Task directions ::
Extend the biography of real estate investor Sol Goldman below by writing what comes after its last sentence.

── Text provided

- Born: Usher Selig Goldman September 2, 1917 Brooklyn, New York, US
- Died: October 18, 1987 (aged 70) Manhattan, New York, US
- Spouse: Lillian Schuman (1922–2002) ​ ​(m. 1940)​
- Children: Allan H. Goldman Diane Goldman Kemper Amy P. Goldman (b. 1954) Jane Goldman

= Sol Goldman =

American real estate developer (1917–1987)

Sol Goldman (born Usher Selig Goldman, September 2, 1917 – October 18, 1987) was an American real estate investor and philanthropist. Goldman was the founder of Solil Management, a real estate investment firm he founded in the 1950s with his business partner, Alex DiLorenzo. Goldman was widely considered the most prominent non-institutional real estate investor in New York City in the 1970s and 1980s. At its peak in the 1970s, Goldman's portfolio consisted of nearly 1,900 commercial and residential properties, including the Chrysler Building. At the time of his death in 1987, Goldman owned the largest private real estate portfolio in New York City with more than 600 properties, worth over $1 billion.

==Early life==
Goldman was born in Brooklyn, New York and raised in a Jewish family, the son of Fannie and Charles Goldman. His father owned a grocery store. Goldman briefly attended Brooklyn College, before turning to real estate during the Great Depression. At age 16, he purchased his first of many foreclosed properties by raising money from his neighbors.

────
── Record set

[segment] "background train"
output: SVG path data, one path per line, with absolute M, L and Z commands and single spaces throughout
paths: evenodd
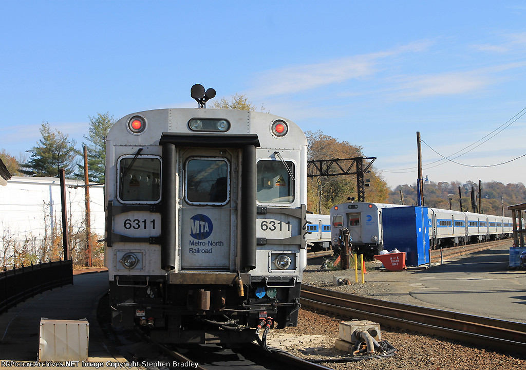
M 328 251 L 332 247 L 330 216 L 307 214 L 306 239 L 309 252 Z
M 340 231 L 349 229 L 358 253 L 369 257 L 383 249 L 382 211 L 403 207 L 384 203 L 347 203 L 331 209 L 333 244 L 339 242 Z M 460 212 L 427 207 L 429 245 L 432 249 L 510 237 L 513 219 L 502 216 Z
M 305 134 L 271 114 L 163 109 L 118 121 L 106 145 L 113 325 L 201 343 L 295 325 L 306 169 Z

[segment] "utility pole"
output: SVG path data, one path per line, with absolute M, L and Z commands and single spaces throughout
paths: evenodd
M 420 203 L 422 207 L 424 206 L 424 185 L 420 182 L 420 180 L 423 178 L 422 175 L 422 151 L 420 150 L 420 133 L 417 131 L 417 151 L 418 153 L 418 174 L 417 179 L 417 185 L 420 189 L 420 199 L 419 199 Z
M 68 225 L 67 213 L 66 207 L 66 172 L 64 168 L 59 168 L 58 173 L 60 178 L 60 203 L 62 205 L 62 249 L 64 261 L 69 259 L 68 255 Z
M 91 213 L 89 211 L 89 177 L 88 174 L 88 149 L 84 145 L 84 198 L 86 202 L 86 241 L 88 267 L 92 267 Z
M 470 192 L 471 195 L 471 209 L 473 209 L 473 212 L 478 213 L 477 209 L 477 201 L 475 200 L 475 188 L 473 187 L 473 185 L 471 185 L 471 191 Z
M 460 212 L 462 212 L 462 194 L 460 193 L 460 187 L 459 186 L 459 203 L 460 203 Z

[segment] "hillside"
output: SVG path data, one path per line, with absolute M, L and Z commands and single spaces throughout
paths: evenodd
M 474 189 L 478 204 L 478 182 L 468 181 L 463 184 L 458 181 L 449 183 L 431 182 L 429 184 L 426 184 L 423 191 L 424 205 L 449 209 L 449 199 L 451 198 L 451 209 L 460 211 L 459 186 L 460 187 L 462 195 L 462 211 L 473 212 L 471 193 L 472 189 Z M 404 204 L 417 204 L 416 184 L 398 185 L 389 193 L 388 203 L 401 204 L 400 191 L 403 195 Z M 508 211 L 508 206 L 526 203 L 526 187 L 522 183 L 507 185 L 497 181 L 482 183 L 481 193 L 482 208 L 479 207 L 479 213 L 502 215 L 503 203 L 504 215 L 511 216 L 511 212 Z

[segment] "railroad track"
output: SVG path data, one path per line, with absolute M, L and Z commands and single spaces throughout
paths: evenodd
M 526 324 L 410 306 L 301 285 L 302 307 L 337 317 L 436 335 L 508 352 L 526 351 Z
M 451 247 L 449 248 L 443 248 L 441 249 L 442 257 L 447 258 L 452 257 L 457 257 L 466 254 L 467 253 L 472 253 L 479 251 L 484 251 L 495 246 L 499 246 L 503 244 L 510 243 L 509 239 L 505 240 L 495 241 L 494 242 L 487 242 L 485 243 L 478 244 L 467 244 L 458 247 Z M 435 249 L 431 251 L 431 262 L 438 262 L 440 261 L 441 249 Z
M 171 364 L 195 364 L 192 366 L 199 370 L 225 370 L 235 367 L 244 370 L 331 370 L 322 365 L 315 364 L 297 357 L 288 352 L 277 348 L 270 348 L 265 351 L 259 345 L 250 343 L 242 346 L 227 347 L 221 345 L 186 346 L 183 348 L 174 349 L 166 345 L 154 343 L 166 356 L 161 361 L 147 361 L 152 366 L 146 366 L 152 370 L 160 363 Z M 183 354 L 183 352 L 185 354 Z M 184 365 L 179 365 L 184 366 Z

────
── Record set

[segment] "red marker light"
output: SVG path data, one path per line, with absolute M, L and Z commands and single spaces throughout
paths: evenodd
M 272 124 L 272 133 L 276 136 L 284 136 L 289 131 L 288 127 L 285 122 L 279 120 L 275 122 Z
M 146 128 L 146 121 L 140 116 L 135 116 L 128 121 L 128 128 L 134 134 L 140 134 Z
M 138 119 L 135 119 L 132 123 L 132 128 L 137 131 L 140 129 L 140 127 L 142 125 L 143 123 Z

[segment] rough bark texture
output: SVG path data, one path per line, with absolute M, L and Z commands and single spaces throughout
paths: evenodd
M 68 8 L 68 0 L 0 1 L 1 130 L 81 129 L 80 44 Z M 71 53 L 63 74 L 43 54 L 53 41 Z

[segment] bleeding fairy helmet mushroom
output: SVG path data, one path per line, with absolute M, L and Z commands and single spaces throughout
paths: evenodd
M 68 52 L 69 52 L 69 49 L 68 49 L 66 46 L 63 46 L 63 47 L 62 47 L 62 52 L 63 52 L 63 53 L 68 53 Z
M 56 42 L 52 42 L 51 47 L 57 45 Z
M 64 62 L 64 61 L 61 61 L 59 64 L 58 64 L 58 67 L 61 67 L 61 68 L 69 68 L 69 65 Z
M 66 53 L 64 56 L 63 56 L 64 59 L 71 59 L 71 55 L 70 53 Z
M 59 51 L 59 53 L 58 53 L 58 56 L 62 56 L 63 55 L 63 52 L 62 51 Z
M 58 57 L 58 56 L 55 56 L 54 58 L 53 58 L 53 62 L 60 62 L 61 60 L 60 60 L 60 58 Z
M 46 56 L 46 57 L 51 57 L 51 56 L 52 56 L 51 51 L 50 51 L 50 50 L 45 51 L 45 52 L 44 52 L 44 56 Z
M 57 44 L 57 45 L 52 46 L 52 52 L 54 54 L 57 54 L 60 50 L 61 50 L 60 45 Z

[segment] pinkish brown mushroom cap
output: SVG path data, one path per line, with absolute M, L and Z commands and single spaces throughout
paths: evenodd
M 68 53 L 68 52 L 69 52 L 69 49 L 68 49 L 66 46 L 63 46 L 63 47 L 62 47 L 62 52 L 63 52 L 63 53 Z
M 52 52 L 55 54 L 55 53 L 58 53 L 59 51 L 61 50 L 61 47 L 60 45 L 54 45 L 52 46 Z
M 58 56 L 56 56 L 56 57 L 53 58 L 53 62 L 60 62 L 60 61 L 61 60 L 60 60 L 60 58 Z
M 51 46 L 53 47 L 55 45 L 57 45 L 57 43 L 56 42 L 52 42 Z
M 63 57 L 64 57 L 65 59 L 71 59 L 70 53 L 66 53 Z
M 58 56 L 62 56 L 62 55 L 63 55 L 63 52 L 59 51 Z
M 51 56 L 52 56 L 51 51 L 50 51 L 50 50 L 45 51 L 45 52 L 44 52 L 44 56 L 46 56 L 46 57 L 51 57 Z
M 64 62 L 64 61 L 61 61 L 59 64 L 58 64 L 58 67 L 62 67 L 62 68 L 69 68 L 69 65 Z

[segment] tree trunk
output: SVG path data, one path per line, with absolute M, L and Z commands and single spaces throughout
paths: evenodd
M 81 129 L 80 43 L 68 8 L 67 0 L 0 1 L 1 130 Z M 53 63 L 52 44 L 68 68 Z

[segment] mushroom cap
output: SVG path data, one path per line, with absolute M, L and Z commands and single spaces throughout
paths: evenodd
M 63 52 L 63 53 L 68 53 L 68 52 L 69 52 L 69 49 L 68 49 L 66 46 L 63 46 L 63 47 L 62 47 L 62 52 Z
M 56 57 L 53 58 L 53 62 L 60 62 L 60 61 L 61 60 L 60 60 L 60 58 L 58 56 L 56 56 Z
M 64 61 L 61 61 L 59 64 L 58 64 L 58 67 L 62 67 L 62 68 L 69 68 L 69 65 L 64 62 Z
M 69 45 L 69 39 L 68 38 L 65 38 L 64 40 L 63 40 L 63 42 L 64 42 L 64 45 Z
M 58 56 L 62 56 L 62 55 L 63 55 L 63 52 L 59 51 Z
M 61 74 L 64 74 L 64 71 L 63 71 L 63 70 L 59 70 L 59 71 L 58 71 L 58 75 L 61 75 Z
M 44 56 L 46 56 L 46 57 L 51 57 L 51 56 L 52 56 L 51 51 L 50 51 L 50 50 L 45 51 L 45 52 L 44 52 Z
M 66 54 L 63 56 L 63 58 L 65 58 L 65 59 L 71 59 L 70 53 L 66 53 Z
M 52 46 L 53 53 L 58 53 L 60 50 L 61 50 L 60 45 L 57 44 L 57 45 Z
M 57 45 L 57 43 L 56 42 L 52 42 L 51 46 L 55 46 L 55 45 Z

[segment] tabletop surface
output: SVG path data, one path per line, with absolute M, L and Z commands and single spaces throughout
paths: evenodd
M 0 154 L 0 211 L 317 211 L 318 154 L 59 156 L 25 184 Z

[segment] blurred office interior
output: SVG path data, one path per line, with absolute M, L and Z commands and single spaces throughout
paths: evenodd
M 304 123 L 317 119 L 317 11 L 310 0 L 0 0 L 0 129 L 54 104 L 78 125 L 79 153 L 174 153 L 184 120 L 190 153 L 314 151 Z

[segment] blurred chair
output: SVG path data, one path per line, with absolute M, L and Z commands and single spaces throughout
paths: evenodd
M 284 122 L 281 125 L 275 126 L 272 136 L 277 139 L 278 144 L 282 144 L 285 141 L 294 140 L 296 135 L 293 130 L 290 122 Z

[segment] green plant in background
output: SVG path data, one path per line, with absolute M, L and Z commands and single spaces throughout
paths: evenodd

────

Result of the task ::
==Career==
In the 1950s, he partnered with Alex DiLorenzo Jr. Together they were very active purchasers through the 1950s and 1960s and their portfolio included the Chrysler Building which they bought in 1960. Although the 1970s were difficult—he lost the Chrysler Building to foreclosure, and DiLorenzo died in 1975—Goldman continued to invest, purchasing more than 600 buildings in the subsequent years via his company Solil Management (named after Sol and his wife, Lil). Goldman was known for holding onto his properties and rarely selling, preferring instead to sign tenants to long-term ground leases (typically 99 years) where the tenants pay an annual rent to Goldman but are responsible for taxes and upkeep of buildings on the properties.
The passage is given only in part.